Text extract:
-*-*-

The Illustration Club at the The International Conference "Teachers for the Knowledge Society" Sinaia Romania 2011 as THE DESIGN CLUB

The Design Club    by prof. Laura Nitu


Abstract
The paper presents the results of a research into an extracurricular activity for Art students, which we call The Design Club. This involves a master-disciple learning partnership intended to improve the traditional relationship between the Art teacher and her students. The main aims of the club are to encourage talented teenagers to practice the techniques of book illustration and to learn how to make public their works. The club also promotes a social dimension of learning – the students come together and have the opportunity to discuss and support one another even if finally their products remain individual ones.
© 2010 Published by Elsevier Ltd.                                                                                                                                                                                                                                      
Keywords: learning partnership; master-disciple;  extracurricular activity;  art education; book illustration
Introduction
Book illustration is hardly a focus of the Art Education curriculum in Romania, this particular domain being rather marginal in the Art teachers’representations as well. Nevertheless, some Art students have the potential to develop their graphic skill. I always propose some design exercises to the students at the beginning of the term and each year I can see some very good work. Actually, Art students can be seen quite often drawing comics or cartoons. They do it without any clear purpose, they do it without guidance, in isolation. Some of their results are exceptional and yet nobody in the Art highschool takes it into account.     
This is how I came to the idea to support the students’ talent and interests by inviting them to an extracurricular activity that focuses on the practice of the techniques of book illustration. My intention was to gather in a club those who are interested in drawing, to challenge them with exercises that stimulate creativity but also with topics they would have never worked on without the advice of an expert.
Besides the training in book illustration, the Design Club also tries to solve some other problems that the young  participants face. These are old problems in Art Education in Romania and nobody seems interested to solve them as it is more comfortable to forget about it. I faced these problems myself when I was a student in the same school where I am teaching now. I understand very well my students’ expectations, questions and needs. Not long ago I was ruminating on them from the teenager perspective.  The youth that are enrolled in Art school lack confidence, are demotivated, quite often approach Art in a superficial way, are afraid of failure, and above all they are not taught about the importance of a portfolio with personal works and sketches. All these are connected with the little involvement of the Art teachers in the actual development of their students. The teachers do not have a vision for their students’ future. What they are doing after graduation is not a matter of concern, generally speaking.

-*-*-

Box annotations for photos:
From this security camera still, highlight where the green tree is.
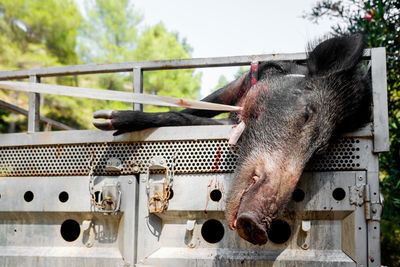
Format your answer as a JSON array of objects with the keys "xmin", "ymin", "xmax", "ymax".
[
  {"xmin": 304, "ymin": 0, "xmax": 400, "ymax": 266},
  {"xmin": 79, "ymin": 0, "xmax": 201, "ymax": 111},
  {"xmin": 135, "ymin": 23, "xmax": 201, "ymax": 111},
  {"xmin": 0, "ymin": 0, "xmax": 82, "ymax": 132}
]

-*-*-

Exercise prompt:
For each statement below, say yes or no to whether it agrees with the Design Club text above, and quote the exact words from the text that decide it.
1. In the club, the students' final products are collective works.
2. Book illustration is a central part of the Art Education curriculum in Romania.
3. The author once studied at the same school where the author now teaches.

Complete response:
1. No: "even if finally their products remain individual ones."
2. No: "Book illustration is hardly a focus of the Art Education curriculum in Romania"
3. Yes: "I faced these problems myself when I was a student in the same school where I am teaching now."